» ENUNCIADO 1:
Responde según el fragmento:
(a) Además de la mujer, ¿quiénes quedan entregados al injusto según el fragmento?
(b) ¿Qué procuran evitarle las mujeres a su tirano cuando recurren a las leyes?
(c) ¿Qué obra se cita al pie del fragmento?

» FRAGMENTO PROPORCIONADO:
* * * *

La mujer es la única persona  (aparte de los hijos) que después de haber probado que ha sido víctima de una injusticia, se queda entregada al injusto, al reo. Por eso las mujeres apenas se atreven, ni aun después de malos tratamientos muy largos y odiosos, a reclamar la acción de las leyes que intentan protegerlas; y si en el colmo de la indignación o cediendo a algún consejo recurren a ellas, no tardan en hacer cuanto es posible por ocultar sus miserias, por interceder a favor de su tirano y evitarle el castigo que merece.

John Stuart Mill (La sujeción de la mujer, 1861/68)

* * * *

» ENUNCIADO 2: Convierte las filas de abajo en una lista numerada, sin las líneas en blanco.

* * * *

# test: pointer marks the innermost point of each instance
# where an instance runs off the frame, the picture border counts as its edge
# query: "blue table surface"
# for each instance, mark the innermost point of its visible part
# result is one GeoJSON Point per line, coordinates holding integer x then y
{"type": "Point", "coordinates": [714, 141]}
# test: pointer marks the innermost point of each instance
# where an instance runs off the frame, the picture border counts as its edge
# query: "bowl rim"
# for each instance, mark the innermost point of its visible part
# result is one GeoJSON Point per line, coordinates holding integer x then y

* * * *

» RESPUESTA CORRECTA 1:
(a) Los hijos.
(b) El castigo que merece.
(c) La sujeción de la mujer (1861/68).

» RESPUESTA CORRECTA 2:
1. # test: pointer marks the innermost point of each instance
2. # where an instance runs off the frame, the picture border counts as its edge
3. # query: "blue table surface"
4. # for each instance, mark the innermost point of its visible part
5. # result is one GeoJSON Point per line, coordinates holding integer x then y
6. {"type": "Point", "coordinates": [714, 141]}
7. # test: pointer marks the innermost point of each instance
8. # where an instance runs off the frame, the picture border counts as its edge
9. # query: "bowl rim"
10. # for each instance, mark the innermost point of its visible part
11. # result is one GeoJSON Point per line, coordinates holding integer x then y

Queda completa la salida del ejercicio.